## [Provided passage]
┌────────
Well, perhaps you could give it a try in your example network and 
see how it fares.  It might fare very well 90% of the time.  If so, 
then you have an OK solution.

 : So the priorities are useless in real world with pfifo_fast, is 
 : that it? This is bit surprising, IIUC. This is why I asked.

Priorities are useless in the real world on a link that we expect to 
be congested (e.g. an ADSL link).  If the link is not congested, 
there's no problem with using priorities.  The question is not 
whether priorities are useless, but rather, how often do you expect 
your link to be congested?

 : What I was initially looking for was just TOS marking + plus 
 : simple interface throtlling, i.e, the simplest form of shapping. 
 : If it can't be done with pfifo_fast, my next idea was something 
 : like:
 : 
 :      tc qdisc add dev eth0 root handle 1: htb default 10
 :      tc class add dev eth0 parent 1: classid 1:1 htb rate 7000kbps ceil 
7000kbps
 :      tc class add dev eth0 parent 1:1 classid 1:10 prio
 : 
 :      +
 : 
 :      iptables rules for setting TOS values
 : 
 : Is this right? This seems to be similar to what you proposed 
 : here:
 : 
 : http://mailman.ds9a.nl/pipermail/lartc/2006q2/019138.html

Well, indeed, I did post that!  While that may solve the problem of 
the bottleneck, I have to confess, it's not a very good solution 
either!  I'll post a follow-up to that thread shortly.
└────────
(Saved entries)
┌────────
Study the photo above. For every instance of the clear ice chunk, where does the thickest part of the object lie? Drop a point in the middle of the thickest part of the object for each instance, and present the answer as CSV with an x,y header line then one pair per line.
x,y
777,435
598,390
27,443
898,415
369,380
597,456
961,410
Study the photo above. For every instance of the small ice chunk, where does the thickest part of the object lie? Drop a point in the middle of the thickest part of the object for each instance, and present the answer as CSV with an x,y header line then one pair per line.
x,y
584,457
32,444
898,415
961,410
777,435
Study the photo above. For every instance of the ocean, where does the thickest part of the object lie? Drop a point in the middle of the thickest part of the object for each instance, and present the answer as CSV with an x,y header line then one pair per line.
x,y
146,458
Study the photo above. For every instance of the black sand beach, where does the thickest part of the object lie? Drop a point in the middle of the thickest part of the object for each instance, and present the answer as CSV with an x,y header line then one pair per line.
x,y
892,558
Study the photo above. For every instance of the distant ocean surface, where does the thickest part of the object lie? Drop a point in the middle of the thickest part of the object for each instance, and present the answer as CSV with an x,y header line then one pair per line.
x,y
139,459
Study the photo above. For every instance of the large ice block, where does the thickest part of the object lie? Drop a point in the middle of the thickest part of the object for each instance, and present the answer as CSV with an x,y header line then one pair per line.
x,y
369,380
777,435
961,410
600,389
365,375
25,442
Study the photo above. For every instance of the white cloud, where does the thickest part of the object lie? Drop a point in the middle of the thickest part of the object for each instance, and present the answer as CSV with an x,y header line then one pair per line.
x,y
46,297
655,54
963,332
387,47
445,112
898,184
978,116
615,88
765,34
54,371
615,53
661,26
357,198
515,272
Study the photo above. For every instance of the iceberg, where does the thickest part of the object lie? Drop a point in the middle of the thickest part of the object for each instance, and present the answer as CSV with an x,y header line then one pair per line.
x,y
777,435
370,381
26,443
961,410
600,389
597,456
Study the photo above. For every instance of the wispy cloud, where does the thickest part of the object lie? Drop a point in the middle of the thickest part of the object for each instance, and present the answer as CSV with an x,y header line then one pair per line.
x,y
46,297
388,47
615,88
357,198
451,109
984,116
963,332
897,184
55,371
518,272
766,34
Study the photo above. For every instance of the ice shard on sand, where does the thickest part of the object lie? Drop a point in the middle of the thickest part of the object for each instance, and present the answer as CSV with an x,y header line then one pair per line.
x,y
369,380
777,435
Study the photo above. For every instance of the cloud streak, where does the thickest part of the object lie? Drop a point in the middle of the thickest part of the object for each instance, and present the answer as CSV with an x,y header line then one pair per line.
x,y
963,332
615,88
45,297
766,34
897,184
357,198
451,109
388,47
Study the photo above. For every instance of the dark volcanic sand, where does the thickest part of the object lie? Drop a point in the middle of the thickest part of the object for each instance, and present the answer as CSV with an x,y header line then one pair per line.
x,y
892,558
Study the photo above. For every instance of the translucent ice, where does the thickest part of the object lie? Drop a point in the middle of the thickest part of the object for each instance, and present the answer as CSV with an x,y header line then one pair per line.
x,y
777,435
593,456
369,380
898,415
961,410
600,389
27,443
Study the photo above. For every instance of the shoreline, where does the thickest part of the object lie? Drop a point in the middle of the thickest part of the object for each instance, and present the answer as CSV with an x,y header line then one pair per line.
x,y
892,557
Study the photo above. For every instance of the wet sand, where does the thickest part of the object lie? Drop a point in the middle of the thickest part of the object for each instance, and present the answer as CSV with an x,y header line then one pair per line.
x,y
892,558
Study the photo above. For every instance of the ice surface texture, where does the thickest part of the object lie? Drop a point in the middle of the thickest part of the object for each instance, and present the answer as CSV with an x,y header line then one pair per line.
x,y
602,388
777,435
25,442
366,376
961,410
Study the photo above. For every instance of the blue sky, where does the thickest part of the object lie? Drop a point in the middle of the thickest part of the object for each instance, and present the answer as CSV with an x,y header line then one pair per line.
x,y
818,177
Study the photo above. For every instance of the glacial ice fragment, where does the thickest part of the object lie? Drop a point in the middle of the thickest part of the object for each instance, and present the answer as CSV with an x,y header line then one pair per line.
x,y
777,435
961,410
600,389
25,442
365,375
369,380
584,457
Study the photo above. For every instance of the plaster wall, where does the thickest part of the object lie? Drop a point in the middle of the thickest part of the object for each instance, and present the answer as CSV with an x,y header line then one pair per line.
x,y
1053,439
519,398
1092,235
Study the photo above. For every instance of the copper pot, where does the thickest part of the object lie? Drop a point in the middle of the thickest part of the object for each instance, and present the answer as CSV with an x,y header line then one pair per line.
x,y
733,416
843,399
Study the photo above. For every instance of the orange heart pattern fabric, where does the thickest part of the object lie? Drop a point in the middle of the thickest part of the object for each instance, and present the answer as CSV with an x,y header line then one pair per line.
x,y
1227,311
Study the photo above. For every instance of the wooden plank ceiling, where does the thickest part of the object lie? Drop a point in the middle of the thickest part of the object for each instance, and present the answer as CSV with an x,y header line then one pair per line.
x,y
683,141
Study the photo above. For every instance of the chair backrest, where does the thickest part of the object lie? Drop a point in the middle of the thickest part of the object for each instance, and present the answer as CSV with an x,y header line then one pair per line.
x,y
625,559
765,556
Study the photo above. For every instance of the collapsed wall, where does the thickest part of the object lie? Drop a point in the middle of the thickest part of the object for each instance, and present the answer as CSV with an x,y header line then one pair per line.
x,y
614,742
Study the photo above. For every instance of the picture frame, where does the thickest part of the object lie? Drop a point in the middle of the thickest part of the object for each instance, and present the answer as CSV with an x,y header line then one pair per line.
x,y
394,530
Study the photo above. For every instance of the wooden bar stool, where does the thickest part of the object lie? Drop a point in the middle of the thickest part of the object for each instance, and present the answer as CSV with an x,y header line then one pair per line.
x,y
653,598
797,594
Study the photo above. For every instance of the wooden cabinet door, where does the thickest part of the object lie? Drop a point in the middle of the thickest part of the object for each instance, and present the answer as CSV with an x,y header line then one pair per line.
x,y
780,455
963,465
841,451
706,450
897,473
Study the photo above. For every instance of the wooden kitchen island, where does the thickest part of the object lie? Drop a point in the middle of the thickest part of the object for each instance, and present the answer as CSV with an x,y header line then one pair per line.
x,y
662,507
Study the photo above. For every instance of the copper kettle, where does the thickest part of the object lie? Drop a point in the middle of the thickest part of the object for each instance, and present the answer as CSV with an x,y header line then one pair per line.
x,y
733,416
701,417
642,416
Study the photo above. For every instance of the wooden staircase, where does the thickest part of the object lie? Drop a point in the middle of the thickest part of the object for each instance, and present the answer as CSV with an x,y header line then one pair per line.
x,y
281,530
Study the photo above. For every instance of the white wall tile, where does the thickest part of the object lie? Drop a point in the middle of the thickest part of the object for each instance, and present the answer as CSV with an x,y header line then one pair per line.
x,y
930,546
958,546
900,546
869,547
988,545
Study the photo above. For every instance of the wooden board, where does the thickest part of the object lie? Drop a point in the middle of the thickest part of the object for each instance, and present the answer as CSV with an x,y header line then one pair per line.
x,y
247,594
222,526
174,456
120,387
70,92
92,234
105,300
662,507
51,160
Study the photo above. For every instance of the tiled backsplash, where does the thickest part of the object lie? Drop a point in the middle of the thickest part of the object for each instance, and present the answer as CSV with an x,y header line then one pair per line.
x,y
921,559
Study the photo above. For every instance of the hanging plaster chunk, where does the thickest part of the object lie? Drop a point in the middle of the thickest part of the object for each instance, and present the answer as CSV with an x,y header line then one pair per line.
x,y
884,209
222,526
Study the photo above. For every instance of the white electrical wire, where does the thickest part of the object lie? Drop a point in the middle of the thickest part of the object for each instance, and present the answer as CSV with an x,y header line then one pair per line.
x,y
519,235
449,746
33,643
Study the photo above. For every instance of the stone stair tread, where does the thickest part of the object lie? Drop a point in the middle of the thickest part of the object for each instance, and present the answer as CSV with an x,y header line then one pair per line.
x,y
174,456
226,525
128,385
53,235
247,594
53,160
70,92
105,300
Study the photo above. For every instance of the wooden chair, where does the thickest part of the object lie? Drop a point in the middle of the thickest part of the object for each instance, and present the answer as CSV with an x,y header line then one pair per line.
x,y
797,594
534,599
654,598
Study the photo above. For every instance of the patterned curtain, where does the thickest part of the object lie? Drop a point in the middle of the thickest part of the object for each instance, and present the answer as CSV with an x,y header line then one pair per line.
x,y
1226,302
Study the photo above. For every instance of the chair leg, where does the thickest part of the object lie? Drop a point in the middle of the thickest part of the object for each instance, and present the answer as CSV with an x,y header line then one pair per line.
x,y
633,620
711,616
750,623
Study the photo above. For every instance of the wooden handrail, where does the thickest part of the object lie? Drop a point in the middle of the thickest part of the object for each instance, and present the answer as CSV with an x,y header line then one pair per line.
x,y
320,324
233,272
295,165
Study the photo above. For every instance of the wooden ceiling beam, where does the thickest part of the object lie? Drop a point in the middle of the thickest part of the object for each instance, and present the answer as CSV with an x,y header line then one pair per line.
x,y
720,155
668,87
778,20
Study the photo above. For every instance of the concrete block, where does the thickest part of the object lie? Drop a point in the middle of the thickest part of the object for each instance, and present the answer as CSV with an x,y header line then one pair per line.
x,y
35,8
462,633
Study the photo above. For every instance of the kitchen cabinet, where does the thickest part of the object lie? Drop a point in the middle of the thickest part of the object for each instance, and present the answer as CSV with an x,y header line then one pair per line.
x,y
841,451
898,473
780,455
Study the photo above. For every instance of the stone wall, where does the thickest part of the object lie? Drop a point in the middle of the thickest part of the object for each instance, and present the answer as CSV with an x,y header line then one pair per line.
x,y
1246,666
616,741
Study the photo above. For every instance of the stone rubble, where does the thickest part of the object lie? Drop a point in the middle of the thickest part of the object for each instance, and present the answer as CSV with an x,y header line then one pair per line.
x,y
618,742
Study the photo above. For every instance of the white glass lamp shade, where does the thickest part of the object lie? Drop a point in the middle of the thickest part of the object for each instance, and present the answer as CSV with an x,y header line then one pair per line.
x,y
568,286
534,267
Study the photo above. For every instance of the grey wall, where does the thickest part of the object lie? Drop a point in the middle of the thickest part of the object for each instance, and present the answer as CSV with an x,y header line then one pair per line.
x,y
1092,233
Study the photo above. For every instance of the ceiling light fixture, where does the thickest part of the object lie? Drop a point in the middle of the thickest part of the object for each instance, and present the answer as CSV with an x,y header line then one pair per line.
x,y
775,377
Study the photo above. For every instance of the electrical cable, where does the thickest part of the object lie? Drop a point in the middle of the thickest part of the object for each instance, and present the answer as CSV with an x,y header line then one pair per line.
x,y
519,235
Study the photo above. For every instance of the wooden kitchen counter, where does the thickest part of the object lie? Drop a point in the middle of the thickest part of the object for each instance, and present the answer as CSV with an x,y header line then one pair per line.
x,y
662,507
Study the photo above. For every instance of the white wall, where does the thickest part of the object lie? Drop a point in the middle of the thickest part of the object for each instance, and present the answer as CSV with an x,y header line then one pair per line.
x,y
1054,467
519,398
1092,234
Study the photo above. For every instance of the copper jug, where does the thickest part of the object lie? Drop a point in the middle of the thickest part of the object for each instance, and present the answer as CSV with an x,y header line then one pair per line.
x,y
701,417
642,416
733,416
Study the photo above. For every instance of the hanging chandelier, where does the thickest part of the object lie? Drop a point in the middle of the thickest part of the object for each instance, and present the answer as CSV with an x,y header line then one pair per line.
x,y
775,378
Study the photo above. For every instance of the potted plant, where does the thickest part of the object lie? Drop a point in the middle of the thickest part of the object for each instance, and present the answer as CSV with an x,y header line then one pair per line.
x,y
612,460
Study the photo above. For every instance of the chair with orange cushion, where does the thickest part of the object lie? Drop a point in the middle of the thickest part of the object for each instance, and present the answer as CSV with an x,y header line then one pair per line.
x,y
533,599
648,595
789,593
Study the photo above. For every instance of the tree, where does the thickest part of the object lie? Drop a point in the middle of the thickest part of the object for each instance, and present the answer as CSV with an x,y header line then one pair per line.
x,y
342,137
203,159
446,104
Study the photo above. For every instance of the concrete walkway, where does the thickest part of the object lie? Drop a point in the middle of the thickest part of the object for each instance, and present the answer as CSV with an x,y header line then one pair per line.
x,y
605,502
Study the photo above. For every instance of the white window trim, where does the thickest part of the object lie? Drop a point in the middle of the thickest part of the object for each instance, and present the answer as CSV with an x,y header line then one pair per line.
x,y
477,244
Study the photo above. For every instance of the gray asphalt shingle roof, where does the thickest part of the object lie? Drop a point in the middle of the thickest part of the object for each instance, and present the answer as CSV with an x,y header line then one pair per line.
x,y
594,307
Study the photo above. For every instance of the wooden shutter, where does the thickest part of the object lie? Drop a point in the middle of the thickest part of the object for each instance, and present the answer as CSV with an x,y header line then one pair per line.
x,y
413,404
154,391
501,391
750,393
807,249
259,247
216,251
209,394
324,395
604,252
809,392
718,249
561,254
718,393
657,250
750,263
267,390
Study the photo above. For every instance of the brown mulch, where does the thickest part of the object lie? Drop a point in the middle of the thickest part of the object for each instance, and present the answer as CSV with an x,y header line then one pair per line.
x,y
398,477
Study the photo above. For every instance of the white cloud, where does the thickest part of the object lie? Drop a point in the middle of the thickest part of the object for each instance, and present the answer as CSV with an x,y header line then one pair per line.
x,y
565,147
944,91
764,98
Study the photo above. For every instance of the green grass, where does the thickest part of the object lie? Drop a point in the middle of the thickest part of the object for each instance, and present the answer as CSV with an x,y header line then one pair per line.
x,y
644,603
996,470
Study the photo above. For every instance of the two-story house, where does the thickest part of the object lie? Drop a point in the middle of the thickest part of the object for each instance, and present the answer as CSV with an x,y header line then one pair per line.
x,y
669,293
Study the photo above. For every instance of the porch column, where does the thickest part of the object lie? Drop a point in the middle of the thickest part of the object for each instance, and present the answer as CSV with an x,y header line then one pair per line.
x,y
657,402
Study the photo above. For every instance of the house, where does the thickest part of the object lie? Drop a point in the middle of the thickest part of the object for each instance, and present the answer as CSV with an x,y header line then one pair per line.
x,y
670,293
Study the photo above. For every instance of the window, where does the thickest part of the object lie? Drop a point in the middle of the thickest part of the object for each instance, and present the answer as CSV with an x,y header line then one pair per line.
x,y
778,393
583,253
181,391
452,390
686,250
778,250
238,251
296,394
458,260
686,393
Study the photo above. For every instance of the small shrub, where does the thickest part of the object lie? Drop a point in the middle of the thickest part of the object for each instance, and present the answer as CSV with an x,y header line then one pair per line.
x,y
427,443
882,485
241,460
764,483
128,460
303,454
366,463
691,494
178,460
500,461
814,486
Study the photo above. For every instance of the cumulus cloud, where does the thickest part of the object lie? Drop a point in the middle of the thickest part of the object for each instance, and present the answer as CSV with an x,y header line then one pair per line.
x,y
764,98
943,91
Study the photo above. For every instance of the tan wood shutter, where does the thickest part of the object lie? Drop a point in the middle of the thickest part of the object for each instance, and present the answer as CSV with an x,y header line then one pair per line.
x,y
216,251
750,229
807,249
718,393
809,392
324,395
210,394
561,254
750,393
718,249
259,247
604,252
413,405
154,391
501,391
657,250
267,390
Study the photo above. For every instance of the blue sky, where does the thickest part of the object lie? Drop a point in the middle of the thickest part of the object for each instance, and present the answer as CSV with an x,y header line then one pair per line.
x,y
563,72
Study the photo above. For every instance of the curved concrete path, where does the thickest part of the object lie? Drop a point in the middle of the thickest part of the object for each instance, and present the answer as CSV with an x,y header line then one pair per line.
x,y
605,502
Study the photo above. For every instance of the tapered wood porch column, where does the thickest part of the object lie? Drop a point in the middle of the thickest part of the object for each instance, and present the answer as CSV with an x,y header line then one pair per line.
└────────
## [What to work on]
a) List every command beginning with "tc" in the configuration quoted in the message on link priorities.
b) In the message on link priorities, on what kind of link are priorities said to be useless in the real world?
c) Rewrite the stretch of the message on link priorities from "Well, perhaps you" through "to be congested?", putting "saturated" in place of "congested".

## [Exercise responses]
a)
- tc qdisc add dev eth0 root handle 1: htb default 10
- tc class add dev eth0 parent 1: classid 1:1 htb rate 7000kbps ceil 7000kbps
- tc class add dev eth0 parent 1:1 classid 1:10 prio

b) On a link expected to be congested, such as an ADSL link.

c)
Well, perhaps you could give it a try in your example network and 
see how it fares.  It might fare very well 90% of the time.  If so, 
then you have an OK solution.

 : So the priorities are useless in real world with pfifo_fast, is 
 : that it? This is bit surprising, IIUC. This is why I asked.

Priorities are useless in the real world on a link that we expect to 
be saturated (e.g. an ADSL link).  If the link is not saturated, 
there's no problem with using priorities.  The question is not 
whether priorities are useless, but rather, how often do you expect 
your link to be saturated?